▶ **Problem to solve**
In full and without alteration, return the records below.

Dataset Block Start

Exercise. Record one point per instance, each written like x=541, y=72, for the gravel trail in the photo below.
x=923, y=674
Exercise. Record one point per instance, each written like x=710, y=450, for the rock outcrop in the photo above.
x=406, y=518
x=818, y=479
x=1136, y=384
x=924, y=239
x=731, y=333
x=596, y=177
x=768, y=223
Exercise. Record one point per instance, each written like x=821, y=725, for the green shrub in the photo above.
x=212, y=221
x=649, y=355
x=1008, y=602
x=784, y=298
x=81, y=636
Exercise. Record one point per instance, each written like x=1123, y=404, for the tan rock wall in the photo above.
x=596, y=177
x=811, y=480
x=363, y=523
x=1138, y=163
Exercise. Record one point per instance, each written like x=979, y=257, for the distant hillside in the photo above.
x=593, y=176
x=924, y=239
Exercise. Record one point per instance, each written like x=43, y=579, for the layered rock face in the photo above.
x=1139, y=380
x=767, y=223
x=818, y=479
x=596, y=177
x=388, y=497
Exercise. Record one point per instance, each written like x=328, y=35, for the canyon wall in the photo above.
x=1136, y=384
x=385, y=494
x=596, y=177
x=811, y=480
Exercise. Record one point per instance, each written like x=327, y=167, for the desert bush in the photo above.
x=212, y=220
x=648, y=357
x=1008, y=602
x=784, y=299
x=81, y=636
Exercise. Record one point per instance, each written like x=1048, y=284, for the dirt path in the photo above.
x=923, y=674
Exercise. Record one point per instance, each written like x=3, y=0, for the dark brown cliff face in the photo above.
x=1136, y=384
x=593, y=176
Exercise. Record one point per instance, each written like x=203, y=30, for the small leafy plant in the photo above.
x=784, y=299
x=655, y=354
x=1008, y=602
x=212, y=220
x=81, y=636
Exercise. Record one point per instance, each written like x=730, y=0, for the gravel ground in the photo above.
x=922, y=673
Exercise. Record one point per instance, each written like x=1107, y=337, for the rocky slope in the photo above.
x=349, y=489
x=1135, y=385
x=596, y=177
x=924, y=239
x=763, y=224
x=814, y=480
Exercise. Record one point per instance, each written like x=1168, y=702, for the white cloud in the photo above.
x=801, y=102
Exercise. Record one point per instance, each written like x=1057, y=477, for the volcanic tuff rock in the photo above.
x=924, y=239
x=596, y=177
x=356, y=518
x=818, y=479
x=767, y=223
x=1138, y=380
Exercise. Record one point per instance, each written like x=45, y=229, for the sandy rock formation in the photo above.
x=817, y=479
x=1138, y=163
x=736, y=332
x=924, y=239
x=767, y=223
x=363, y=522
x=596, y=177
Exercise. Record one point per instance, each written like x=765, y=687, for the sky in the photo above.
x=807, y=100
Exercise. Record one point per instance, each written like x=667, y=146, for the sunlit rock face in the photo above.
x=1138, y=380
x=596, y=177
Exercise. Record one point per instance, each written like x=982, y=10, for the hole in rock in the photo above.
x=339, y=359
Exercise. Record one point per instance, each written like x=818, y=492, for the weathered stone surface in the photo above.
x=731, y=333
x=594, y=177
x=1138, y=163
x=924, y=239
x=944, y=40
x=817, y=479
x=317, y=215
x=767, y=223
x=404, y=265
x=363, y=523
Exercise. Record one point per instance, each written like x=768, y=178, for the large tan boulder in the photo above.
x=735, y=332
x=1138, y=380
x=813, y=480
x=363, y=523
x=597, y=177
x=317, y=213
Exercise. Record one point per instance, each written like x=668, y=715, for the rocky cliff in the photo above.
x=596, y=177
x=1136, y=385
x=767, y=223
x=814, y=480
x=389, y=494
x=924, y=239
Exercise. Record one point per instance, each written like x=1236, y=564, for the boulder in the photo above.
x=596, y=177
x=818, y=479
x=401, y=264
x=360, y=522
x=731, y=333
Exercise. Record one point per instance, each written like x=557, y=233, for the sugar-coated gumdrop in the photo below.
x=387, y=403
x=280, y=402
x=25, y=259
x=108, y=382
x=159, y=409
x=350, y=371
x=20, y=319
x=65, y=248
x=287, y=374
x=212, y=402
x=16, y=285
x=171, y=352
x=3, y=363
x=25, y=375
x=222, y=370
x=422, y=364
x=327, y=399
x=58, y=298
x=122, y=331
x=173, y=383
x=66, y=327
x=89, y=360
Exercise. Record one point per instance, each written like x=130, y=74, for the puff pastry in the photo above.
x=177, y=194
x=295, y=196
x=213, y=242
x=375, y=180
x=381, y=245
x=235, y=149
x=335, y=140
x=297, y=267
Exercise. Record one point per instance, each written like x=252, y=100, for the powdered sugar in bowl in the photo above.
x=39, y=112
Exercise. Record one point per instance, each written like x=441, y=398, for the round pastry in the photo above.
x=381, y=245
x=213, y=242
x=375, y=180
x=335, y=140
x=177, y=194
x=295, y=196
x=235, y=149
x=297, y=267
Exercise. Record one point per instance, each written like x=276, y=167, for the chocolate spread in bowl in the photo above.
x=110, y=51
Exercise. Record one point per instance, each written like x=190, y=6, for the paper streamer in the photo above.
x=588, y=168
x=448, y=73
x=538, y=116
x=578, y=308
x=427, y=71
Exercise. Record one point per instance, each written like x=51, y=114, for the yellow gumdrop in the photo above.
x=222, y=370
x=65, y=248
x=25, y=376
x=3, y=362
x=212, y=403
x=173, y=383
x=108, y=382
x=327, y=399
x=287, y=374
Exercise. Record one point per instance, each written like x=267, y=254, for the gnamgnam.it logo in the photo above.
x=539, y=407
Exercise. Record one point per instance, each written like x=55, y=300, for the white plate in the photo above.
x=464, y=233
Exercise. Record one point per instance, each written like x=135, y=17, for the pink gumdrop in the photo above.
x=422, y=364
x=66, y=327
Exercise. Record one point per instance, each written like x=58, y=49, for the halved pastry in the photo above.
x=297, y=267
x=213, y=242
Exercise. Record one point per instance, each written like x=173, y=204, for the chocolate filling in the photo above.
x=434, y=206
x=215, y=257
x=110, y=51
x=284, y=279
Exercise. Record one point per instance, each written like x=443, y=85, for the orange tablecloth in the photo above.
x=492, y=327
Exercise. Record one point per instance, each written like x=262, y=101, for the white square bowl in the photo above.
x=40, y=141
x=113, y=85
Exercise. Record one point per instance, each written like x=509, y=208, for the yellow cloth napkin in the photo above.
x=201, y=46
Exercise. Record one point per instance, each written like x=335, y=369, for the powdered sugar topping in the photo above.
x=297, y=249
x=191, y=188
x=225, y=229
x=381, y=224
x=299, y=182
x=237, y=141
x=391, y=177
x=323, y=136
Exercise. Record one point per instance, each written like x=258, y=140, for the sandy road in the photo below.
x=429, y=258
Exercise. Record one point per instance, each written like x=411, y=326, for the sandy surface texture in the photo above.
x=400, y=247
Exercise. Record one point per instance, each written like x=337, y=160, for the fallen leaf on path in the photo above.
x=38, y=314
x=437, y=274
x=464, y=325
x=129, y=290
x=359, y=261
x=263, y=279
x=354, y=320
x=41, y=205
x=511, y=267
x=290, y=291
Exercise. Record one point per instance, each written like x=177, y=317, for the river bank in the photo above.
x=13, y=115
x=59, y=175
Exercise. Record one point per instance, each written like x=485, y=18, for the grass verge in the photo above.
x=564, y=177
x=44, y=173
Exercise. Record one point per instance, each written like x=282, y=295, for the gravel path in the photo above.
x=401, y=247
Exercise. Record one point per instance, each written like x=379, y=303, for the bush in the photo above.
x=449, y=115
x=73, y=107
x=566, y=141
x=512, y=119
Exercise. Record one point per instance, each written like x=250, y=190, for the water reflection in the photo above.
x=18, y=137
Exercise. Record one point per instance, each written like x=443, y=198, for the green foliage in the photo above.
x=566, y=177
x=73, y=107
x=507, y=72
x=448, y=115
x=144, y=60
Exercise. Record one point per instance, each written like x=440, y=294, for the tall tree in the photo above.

Dataset Block End

▶ **Answer space**
Exercise. Record one point per instance, each written like x=541, y=72, for the gravel trail in the photo below.
x=923, y=674
Exercise. Record one point per instance, each written like x=710, y=450, for the rock outcrop in the photo above.
x=406, y=518
x=818, y=479
x=1136, y=384
x=924, y=239
x=731, y=333
x=596, y=177
x=768, y=223
Exercise. Record one point per instance, each written like x=821, y=725, for the green shrub in the photo above.
x=212, y=221
x=649, y=355
x=1008, y=602
x=784, y=298
x=81, y=636
Exercise. Record one point per instance, each written like x=1123, y=404, for the tan rock wall in the photo above.
x=596, y=177
x=811, y=480
x=363, y=523
x=1138, y=163
Exercise. Record one point per instance, each written like x=979, y=257, for the distant hillside in the photo above.
x=593, y=176
x=924, y=239
Exercise. Record one point per instance, each written like x=43, y=579, for the layered rock face in the photo above.
x=1139, y=380
x=767, y=223
x=818, y=479
x=596, y=177
x=388, y=497
Exercise. Record one point per instance, each written like x=328, y=35, for the canyon wall in the photo above.
x=1136, y=384
x=385, y=494
x=596, y=177
x=811, y=480
Exercise. Record one point per instance, each written like x=327, y=167, for the desert bush in the photo above.
x=212, y=220
x=648, y=357
x=1008, y=602
x=784, y=299
x=81, y=636
Exercise. Record one point per instance, each written like x=1048, y=284, for the dirt path in the photo above.
x=923, y=674
Exercise. Record one point per instance, each written like x=3, y=0, for the dark brown cliff face in the photo above.
x=1136, y=384
x=593, y=176
Exercise. Record one point per instance, each written like x=203, y=30, for the small leafy plant in the photo above.
x=784, y=299
x=655, y=354
x=1008, y=602
x=212, y=220
x=81, y=636
Exercise. Record one point per instance, each written like x=730, y=0, for the gravel ground in the photo above.
x=922, y=673
Exercise. Record one point per instance, each written like x=1107, y=337, for the rocky slope in the photo above.
x=349, y=489
x=1135, y=385
x=596, y=177
x=924, y=239
x=763, y=224
x=814, y=480
Exercise. Record one point per instance, each written like x=1168, y=702, for the white cloud in the photo above.
x=801, y=102
Exercise. Record one point per instance, each written like x=1057, y=477, for the volcanic tuff rock in the photo above.
x=924, y=239
x=596, y=177
x=356, y=518
x=818, y=479
x=767, y=223
x=1138, y=380
Exercise. Record one point per instance, each written like x=45, y=229, for the sandy rock formation in the photo above.
x=817, y=479
x=1138, y=163
x=736, y=332
x=924, y=239
x=767, y=223
x=363, y=522
x=596, y=177
Exercise. Record one point per instance, each written like x=765, y=687, for the sky in the photo above.
x=807, y=100
Exercise. Record one point per instance, each written like x=667, y=146, for the sunlit rock face in the photo above.
x=1138, y=380
x=596, y=177
Exercise. Record one point per instance, each written like x=982, y=10, for the hole in rock in the photo above.
x=339, y=359
Exercise. Record one point per instance, each written like x=818, y=492, for the weathered stone surface in the photo above.
x=731, y=333
x=594, y=177
x=1138, y=163
x=924, y=239
x=944, y=40
x=817, y=479
x=317, y=215
x=767, y=223
x=404, y=265
x=363, y=523
Exercise. Record one point per instance, each written like x=768, y=178, for the large tan boulder in the photo above.
x=735, y=332
x=1138, y=380
x=813, y=480
x=363, y=523
x=597, y=177
x=317, y=213
Exercise. Record one point per instance, each written like x=668, y=715, for the rocky cliff in the photo above.
x=596, y=177
x=1136, y=385
x=767, y=223
x=814, y=480
x=389, y=494
x=924, y=239
Exercise. Record one point per instance, each written like x=1236, y=564, for the boulder in the photo above.
x=596, y=177
x=818, y=479
x=401, y=264
x=360, y=522
x=731, y=333
Exercise. Record one point per instance, each written like x=557, y=233, for the sugar-coated gumdrop in the photo below.
x=387, y=403
x=280, y=402
x=25, y=259
x=108, y=382
x=159, y=409
x=350, y=371
x=20, y=319
x=65, y=248
x=287, y=374
x=212, y=402
x=16, y=285
x=171, y=352
x=3, y=363
x=25, y=375
x=222, y=370
x=422, y=364
x=327, y=399
x=58, y=298
x=122, y=331
x=173, y=383
x=66, y=327
x=89, y=360
Exercise. Record one point per instance, each written like x=130, y=74, for the puff pastry in the photo above.
x=177, y=194
x=295, y=196
x=213, y=242
x=375, y=180
x=381, y=245
x=235, y=149
x=335, y=140
x=297, y=267
Exercise. Record one point per instance, each written like x=252, y=100, for the powdered sugar in bowl in the photo above.
x=39, y=112
Exercise. Record one point per instance, each written like x=441, y=398, for the round pastry in the photo above.
x=381, y=245
x=213, y=242
x=375, y=180
x=335, y=140
x=177, y=194
x=295, y=196
x=235, y=149
x=297, y=267
Exercise. Record one point per instance, each written like x=276, y=167, for the chocolate spread in bowl in the photo above.
x=110, y=51
Exercise. Record one point per instance, each written like x=190, y=6, for the paper streamer in the photo above.
x=588, y=168
x=448, y=73
x=538, y=116
x=578, y=308
x=427, y=71
Exercise. Record one point per instance, each written like x=51, y=114, for the yellow gumdrop in the photo above.
x=222, y=370
x=65, y=248
x=25, y=376
x=3, y=362
x=212, y=403
x=173, y=383
x=108, y=382
x=327, y=399
x=287, y=374
Exercise. Record one point per instance, each written like x=267, y=254, for the gnamgnam.it logo in the photo above.
x=539, y=407
Exercise. Record one point per instance, each written like x=55, y=300, for the white plate in the photo above.
x=464, y=233
Exercise. Record one point per instance, each written like x=135, y=17, for the pink gumdrop in the photo above.
x=422, y=364
x=66, y=327
Exercise. Record one point per instance, each written like x=58, y=49, for the halved pastry in the photo above.
x=297, y=267
x=213, y=242
Exercise. Record one point per instance, each written like x=173, y=204, for the chocolate filling in the photo above.
x=434, y=206
x=215, y=257
x=110, y=51
x=284, y=279
Exercise. Record one point per instance, each written like x=443, y=85, for the orange tablecloth in the photo above.
x=492, y=327
Exercise. Record one point per instance, each written like x=262, y=101, for the white square bowl in the photo above.
x=40, y=141
x=113, y=85
Exercise. Record one point per instance, each written like x=509, y=208, for the yellow cloth napkin in the photo above.
x=201, y=46
Exercise. Record one point per instance, each written like x=335, y=369, for the powdered sugar topping in the photo above.
x=297, y=249
x=191, y=188
x=225, y=229
x=381, y=224
x=299, y=182
x=237, y=141
x=391, y=177
x=323, y=136
Exercise. Record one point per instance, each written like x=258, y=140, for the sandy road in the photo below.
x=429, y=258
Exercise. Record one point per instance, each written like x=411, y=326, for the sandy surface texture in the photo above.
x=400, y=247
Exercise. Record one point per instance, each written like x=337, y=160, for the fallen leaf on path in the photo above.
x=38, y=314
x=437, y=274
x=464, y=325
x=129, y=290
x=359, y=261
x=263, y=279
x=354, y=320
x=41, y=205
x=511, y=267
x=290, y=291
Exercise. Record one point per instance, each written like x=177, y=317, for the river bank in the photo above.
x=13, y=115
x=59, y=175
Exercise. Record one point per instance, each written like x=485, y=18, for the grass verge in the photo above.
x=564, y=177
x=44, y=173
Exercise. Record one point per instance, each written like x=282, y=295, for the gravel path in the photo above.
x=401, y=247
Exercise. Record one point per instance, each written like x=379, y=303, for the bush in the photo above.
x=449, y=115
x=73, y=107
x=566, y=141
x=512, y=119
Exercise. Record one point per instance, each written like x=250, y=190, for the water reflection in the photo above.
x=18, y=137
Exercise. Record one point per instance, each written like x=443, y=198, for the green foliage in the photo above.
x=566, y=177
x=73, y=107
x=507, y=72
x=448, y=115
x=144, y=60
Exercise. Record one point per instance, each written like x=440, y=294, for the tall tree in the photo above.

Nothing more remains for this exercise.